Dataset items
==*==

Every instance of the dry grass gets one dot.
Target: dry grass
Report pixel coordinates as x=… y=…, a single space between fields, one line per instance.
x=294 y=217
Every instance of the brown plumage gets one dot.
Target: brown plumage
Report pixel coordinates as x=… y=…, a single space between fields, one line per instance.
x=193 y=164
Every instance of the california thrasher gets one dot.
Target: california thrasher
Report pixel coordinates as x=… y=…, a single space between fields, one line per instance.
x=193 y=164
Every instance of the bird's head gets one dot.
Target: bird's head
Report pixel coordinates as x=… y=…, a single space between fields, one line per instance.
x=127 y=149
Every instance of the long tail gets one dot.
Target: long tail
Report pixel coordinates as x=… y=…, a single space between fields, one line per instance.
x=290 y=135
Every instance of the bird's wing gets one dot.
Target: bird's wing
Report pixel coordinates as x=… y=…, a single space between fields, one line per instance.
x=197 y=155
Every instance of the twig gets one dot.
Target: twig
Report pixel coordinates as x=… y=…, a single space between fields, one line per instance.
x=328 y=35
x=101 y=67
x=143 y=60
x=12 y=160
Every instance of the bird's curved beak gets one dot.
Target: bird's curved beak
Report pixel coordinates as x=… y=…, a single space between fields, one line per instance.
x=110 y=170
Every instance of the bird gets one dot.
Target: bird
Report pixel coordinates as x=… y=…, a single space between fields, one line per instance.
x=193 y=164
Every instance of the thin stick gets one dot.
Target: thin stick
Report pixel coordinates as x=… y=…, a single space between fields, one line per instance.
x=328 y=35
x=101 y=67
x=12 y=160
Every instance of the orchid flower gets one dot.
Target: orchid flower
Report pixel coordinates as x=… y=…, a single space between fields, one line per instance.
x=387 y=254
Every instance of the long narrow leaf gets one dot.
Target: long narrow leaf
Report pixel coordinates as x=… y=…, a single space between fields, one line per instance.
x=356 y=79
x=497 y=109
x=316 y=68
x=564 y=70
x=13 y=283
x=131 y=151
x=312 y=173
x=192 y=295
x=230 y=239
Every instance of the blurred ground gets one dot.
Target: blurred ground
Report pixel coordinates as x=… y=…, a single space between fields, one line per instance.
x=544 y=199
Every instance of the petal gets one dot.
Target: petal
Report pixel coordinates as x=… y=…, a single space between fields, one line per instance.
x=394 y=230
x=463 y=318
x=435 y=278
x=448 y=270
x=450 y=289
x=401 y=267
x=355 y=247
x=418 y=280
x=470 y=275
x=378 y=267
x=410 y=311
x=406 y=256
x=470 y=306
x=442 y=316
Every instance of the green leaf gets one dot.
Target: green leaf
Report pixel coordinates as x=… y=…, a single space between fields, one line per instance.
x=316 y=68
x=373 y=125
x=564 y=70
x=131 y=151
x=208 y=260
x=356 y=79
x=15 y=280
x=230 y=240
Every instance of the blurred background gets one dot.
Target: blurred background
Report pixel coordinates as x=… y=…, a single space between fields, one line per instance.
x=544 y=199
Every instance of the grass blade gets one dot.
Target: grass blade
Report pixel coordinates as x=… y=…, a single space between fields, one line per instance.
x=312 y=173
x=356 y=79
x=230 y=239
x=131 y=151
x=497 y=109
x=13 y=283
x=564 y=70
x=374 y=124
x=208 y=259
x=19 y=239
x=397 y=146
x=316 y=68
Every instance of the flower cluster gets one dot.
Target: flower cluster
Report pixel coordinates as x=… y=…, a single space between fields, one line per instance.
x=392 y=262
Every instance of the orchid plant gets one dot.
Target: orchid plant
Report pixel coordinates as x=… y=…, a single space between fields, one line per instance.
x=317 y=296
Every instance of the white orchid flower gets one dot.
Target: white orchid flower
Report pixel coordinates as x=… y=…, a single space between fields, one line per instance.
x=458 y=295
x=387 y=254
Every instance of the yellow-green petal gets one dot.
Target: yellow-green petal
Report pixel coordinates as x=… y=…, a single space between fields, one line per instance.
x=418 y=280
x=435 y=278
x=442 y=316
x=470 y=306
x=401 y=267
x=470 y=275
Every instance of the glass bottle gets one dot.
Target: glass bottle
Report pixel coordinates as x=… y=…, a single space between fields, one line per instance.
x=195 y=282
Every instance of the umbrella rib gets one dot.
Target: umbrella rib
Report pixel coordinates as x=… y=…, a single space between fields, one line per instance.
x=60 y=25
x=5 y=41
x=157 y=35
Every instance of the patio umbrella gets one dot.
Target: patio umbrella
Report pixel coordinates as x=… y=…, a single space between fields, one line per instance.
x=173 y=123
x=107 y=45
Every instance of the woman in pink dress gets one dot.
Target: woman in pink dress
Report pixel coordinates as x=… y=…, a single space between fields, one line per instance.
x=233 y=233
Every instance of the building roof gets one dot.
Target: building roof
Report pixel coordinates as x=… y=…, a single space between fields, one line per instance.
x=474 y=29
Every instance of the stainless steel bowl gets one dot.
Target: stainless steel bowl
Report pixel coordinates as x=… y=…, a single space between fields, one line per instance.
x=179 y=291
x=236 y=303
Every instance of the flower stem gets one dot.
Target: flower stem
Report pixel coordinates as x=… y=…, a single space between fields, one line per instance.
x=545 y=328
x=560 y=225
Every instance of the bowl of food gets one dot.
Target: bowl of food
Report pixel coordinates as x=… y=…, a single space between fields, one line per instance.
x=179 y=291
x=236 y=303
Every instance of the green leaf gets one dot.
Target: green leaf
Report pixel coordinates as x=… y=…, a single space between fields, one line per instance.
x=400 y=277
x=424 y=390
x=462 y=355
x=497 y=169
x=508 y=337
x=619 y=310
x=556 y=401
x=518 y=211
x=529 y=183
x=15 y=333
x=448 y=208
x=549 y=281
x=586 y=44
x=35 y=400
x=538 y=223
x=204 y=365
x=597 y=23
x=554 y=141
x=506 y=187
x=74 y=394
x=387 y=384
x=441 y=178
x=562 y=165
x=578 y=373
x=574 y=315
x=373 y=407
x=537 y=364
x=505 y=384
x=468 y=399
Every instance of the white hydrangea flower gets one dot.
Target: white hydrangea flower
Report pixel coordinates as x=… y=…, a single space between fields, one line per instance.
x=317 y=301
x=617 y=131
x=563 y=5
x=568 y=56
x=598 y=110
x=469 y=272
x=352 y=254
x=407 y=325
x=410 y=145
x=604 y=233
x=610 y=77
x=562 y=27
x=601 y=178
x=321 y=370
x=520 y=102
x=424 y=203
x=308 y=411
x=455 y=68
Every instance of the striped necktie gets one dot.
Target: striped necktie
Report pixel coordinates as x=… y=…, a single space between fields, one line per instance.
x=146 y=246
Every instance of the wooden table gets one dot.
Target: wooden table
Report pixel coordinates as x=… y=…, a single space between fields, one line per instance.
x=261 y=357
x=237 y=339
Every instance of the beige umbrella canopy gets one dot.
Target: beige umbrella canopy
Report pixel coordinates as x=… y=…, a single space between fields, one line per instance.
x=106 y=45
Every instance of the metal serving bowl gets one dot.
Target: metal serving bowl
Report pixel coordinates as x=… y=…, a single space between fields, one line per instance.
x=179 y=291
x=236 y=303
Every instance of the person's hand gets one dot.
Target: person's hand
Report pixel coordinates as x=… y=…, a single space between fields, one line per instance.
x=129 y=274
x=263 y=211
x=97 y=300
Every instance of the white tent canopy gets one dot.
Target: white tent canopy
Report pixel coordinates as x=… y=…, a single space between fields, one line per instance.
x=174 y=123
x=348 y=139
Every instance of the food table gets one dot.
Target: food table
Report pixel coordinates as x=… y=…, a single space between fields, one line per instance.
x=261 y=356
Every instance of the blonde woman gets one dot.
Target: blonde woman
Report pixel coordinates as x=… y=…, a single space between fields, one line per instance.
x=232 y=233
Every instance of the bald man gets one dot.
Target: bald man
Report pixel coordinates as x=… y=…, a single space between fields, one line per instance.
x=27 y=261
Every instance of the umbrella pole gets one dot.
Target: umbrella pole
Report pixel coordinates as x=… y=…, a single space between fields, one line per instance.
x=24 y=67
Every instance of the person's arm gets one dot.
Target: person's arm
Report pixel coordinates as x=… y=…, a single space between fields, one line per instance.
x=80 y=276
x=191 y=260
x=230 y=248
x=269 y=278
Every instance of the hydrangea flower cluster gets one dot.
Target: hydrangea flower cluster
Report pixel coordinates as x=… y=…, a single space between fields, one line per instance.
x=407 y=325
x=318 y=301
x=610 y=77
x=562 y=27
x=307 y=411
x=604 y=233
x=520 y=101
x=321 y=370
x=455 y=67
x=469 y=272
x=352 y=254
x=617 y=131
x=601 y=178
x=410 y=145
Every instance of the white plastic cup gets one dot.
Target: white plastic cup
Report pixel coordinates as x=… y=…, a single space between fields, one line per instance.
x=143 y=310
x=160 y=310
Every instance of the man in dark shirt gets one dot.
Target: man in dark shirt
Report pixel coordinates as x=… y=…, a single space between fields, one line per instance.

==*==

> _EXERCISE GOAL_
Once you reach the line with "Target: white orchid flower" in the data above, copy it and every line after it exactly, up to and including the line with "Target: stainless steel bowl".

> _FINAL ANSWER_
Target: white orchid flower
Report pixel coordinates as x=… y=…, a single space between fields, one line per instance.
x=458 y=295
x=387 y=254
Every instance of the yellow-green petal gets one dot.
Target: yellow-green petal
Report pixel coordinates as x=… y=…, a single space between fields, one line per instance.
x=418 y=280
x=435 y=278
x=442 y=316
x=470 y=306
x=401 y=267
x=470 y=275
Every instance of the glass bottle gets one dot.
Target: glass bottle
Report pixel coordinates as x=… y=…, a single space between fields, one line per instance.
x=195 y=282
Every instance of the umbrella rib gets one dot.
Target: umbrella rib
Report pixel coordinates as x=… y=…, a single space between fields, one line per instance.
x=60 y=25
x=5 y=41
x=157 y=35
Every instance of the patio umbrella gets one dot.
Target: patio umbrella
Report pixel coordinates as x=… y=…, a single space between fields, one line per instance.
x=173 y=123
x=107 y=45
Every instance of the woman in pink dress gets one dot.
Target: woman in pink dress
Report pixel coordinates as x=… y=…, a single space between fields, one line per instance.
x=233 y=233
Every instance of the building roof gets one dot.
Target: building roof
Report pixel coordinates as x=… y=…, a single space between fields, one line per instance.
x=474 y=29
Every instance of the stainless steel bowl gets one dot.
Target: stainless steel bowl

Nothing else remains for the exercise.